━━ Verilen metin ━━

CHP'nin esirleşmiş tutsaklaşmış yeni genel başkanı ateşle oynuyor Sayın Genel Başkanımızın Manisa'da ifade ettiği üzere. Ağzından çıkan kulağı duymuyor. Her meseleyi Türkiye'nin karşısına getirip bir tehdit vasıtası haline dönüştürüyor. Çünkü oturmuş olduğu koltuğu hazmedemedi. Sayın Özel'e on gömlek büyük geldi. Kaldıramadı. Çelişkide bocaladıkça yanlışı savunacak gerekçeyi bulma arayışına yöneldi.
"TÜRKİYE GÜCÜNE GÜÇ KATACAK"
CHP ve diğer eski ittifak ortakları Türkiye'nin şu anda önüne koyulmuş takozudur. 31 Mart'ta zillet ittifakının yerel yönetimlerde kalan bakiyesinin temizlenmesiyle Türkiye gücüne güç katacak.

━━━
━━ Ham veri ━━

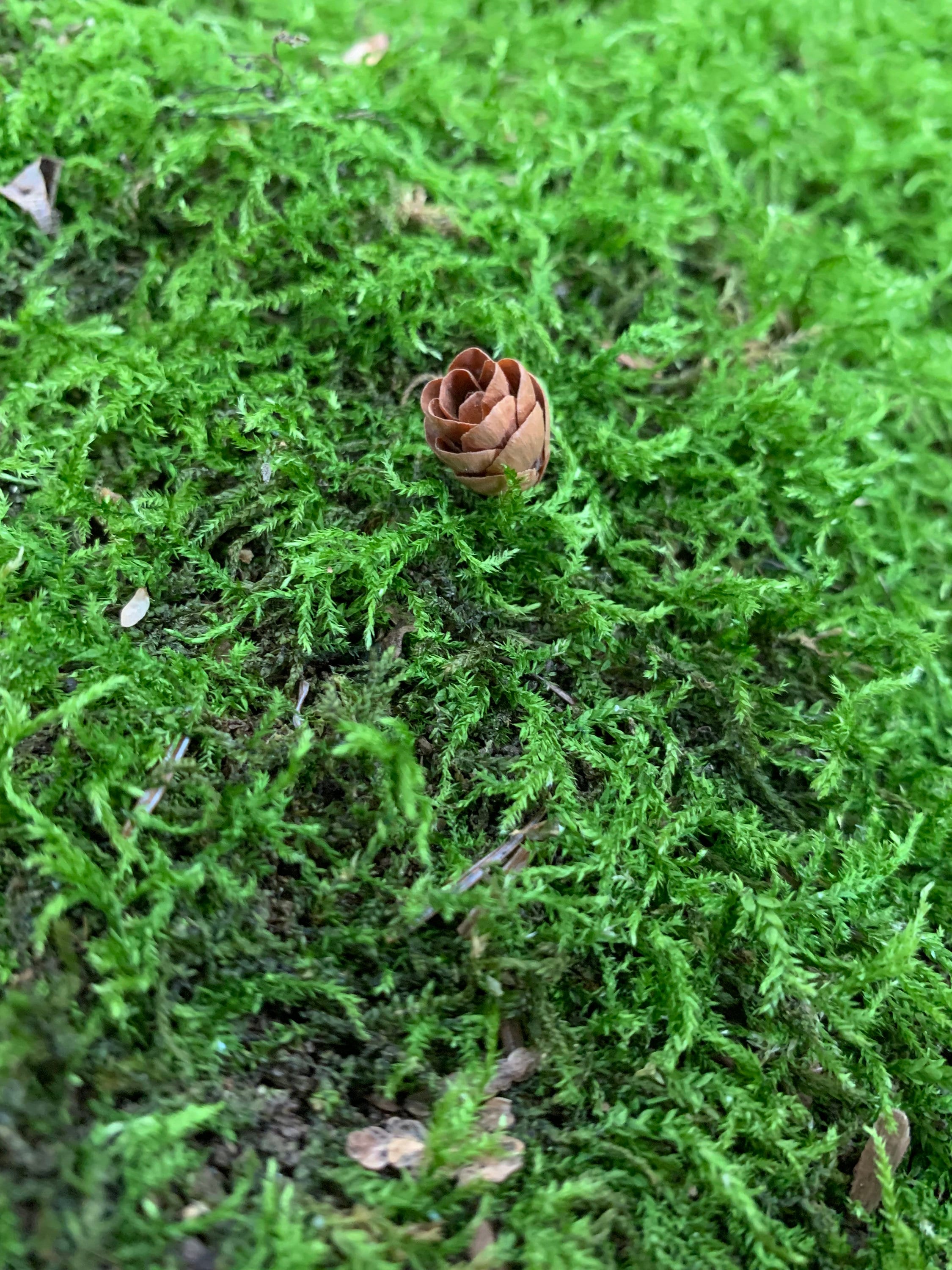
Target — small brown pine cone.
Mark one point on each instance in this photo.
(483, 417)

━━━

=== Yazılı yönerge 1 ===
Metne göre CHP'nin yeni genel başkanı her meseleyi neden Türkiye'nin karşısına getirip bir tehdit vasıtasına dönüştürüyor? Metnin gösterdiği gerekçeyi bir ila üç cümleyle açıklayın.
=== Yazılı yönerge 2 ===
Metnin "CHP ve diğer" sözlerinden "gücüne güç katacak." sözlerine kadarki kısmını olduğu gibi yazdırın.
=== Yazılı yönerge 3 ===
Metni iki cümleyle özetleyin.
Satırlar bu çalışmada hiçbir rol oynamaz.

=== Nihai sonuç 1 ===
Metne göre bunun nedeni, genel başkanın oturduğu koltuğu hazmedememesidir. Metin ayrıca koltuğun Sayın Özel'e on gömlek büyük geldiğini ve onu kaldıramadığını belirtir.

=== Nihai sonuç 2 ===
CHP ve diğer eski ittifak ortakları Türkiye'nin şu anda önüne koyulmuş takozudur. 31 Mart'ta zillet ittifakının yerel yönetimlerde kalan bakiyesinin temizlenmesiyle Türkiye gücüne güç katacak.

=== Nihai sonuç 3 ===
Metin, CHP'nin yeni genel başkanını ateşle oynamakla, her meseleyi Türkiye'ye karşı bir tehdit vasıtasına dönüştürmekle ve oturduğu koltuğu hazmedememekle eleştirir. CHP ile diğer eski ittifak ortaklarını Türkiye'nin önüne konmuş takoz olarak niteler ve 31 Mart'ta zillet ittifakının yerel yönetimlerdeki bakiyesinin temizlenmesiyle Türkiye'nin gücüne güç katacağını savunur.